Natural-language object grounding data:

----

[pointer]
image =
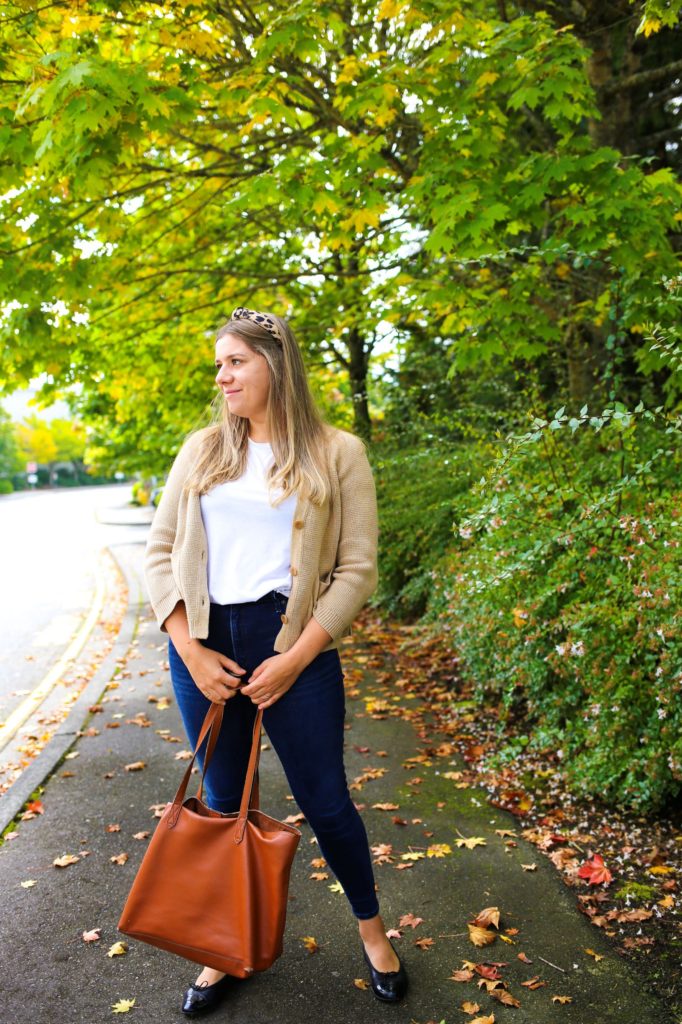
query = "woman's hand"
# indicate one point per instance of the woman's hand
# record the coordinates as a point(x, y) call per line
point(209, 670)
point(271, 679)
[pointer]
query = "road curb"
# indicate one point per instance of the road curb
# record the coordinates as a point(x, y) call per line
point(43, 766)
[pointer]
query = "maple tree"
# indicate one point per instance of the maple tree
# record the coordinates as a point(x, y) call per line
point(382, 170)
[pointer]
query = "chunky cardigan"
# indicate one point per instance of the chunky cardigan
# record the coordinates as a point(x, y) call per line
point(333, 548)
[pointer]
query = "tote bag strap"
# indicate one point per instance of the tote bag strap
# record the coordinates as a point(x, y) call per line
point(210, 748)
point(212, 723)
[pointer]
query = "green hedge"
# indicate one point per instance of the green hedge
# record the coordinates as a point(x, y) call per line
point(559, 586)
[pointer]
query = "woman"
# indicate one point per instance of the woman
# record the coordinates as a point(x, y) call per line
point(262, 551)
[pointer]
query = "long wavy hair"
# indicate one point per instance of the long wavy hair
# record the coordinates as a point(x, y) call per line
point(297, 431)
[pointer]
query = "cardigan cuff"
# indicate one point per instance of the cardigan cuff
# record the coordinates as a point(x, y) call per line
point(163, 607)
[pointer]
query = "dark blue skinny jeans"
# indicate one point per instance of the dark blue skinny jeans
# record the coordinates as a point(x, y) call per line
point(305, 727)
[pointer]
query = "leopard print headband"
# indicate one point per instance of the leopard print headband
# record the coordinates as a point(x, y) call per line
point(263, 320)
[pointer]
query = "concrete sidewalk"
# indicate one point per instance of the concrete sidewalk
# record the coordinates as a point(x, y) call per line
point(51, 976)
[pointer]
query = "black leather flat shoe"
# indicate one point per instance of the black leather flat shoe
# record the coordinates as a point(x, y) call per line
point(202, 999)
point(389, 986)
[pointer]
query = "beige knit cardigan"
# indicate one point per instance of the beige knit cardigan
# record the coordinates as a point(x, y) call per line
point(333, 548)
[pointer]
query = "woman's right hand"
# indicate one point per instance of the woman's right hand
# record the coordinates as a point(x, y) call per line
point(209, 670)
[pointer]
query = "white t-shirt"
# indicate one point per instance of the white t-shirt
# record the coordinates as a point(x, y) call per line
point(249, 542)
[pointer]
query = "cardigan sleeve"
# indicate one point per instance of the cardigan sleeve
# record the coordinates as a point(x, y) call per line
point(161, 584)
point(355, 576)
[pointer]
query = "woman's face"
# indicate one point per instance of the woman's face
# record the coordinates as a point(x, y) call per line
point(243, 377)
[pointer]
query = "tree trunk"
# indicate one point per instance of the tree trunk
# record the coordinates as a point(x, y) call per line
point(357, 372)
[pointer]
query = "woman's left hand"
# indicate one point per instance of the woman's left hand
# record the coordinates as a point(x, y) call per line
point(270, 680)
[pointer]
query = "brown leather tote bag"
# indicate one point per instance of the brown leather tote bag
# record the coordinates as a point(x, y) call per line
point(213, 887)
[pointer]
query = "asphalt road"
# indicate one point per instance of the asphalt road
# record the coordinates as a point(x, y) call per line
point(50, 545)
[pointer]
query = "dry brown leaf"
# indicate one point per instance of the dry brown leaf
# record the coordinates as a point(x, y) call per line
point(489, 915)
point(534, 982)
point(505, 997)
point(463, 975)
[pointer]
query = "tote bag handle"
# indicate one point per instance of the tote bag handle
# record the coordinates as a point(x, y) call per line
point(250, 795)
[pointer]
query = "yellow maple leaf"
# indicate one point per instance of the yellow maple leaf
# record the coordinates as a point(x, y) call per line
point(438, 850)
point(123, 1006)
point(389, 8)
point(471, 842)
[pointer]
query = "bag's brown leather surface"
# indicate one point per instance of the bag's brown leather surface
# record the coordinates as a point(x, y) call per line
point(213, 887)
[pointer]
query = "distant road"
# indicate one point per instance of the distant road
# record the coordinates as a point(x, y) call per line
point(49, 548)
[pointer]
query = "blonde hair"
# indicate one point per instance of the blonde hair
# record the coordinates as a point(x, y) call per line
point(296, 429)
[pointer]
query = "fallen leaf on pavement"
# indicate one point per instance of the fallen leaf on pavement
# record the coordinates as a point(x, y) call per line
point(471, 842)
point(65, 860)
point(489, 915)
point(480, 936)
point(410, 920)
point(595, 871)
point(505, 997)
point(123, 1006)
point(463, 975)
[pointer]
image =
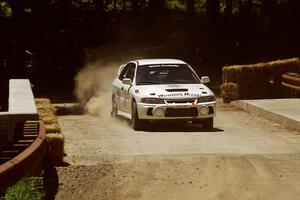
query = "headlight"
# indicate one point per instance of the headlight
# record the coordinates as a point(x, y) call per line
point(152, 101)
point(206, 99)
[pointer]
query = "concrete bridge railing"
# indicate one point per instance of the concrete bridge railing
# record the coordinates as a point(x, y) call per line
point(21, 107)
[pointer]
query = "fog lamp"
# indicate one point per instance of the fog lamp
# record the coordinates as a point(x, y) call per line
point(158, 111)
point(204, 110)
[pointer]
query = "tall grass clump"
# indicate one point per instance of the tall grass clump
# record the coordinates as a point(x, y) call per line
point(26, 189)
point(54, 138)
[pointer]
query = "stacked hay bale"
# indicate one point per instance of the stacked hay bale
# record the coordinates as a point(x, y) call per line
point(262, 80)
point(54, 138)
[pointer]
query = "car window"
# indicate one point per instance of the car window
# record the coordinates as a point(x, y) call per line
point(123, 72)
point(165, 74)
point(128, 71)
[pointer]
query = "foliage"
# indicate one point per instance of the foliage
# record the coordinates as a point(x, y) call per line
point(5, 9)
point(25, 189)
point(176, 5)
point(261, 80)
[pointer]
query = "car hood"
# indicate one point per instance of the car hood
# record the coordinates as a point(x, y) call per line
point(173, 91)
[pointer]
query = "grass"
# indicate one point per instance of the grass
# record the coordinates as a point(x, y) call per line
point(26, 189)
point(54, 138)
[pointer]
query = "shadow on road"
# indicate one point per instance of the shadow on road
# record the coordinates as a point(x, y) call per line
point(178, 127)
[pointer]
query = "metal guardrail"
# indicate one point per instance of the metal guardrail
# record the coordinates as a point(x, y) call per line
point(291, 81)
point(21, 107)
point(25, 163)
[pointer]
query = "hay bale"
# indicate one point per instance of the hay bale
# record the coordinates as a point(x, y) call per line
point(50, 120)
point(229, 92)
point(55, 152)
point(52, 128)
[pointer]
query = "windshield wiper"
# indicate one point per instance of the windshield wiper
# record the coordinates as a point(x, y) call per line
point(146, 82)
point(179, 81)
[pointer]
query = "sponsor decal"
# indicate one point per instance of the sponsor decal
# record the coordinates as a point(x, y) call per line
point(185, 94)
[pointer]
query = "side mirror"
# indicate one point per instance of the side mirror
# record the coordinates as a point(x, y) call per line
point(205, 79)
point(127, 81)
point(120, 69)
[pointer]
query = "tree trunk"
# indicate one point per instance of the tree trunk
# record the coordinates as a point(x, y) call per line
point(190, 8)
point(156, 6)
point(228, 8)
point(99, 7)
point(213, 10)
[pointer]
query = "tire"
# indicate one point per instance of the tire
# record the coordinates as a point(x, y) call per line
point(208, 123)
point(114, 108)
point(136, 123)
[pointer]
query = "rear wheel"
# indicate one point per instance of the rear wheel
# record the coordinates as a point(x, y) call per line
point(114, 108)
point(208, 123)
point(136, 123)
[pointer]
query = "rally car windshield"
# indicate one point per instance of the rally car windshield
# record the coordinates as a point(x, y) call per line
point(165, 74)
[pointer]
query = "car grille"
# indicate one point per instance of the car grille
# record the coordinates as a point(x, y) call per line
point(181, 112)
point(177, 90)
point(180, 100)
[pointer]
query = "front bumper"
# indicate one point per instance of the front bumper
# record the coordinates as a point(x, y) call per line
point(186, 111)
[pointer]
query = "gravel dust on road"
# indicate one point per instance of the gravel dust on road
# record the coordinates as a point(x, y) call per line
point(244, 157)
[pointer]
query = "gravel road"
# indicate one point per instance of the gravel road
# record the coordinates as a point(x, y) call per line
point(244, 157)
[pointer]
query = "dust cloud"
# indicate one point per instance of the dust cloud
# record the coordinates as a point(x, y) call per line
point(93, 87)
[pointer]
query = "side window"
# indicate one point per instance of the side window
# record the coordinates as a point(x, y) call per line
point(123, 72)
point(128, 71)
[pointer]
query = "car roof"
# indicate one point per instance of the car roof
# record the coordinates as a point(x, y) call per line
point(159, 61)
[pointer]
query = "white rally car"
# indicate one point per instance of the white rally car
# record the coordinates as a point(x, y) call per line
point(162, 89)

----

» **Problem statement**: Write out, exactly and with no pictures, the lines of the data from the first through the line containing "# indicate one point per instance of the road".

» **Expected answer**:
[pointer]
image =
query = "woman's hand"
# indicate one point per instance of the woman's hand
# record the coordinates as a point(x, y) call per line
point(209, 670)
point(271, 679)
[pointer]
query = "road curb"
# indicate one point per instance of the road curb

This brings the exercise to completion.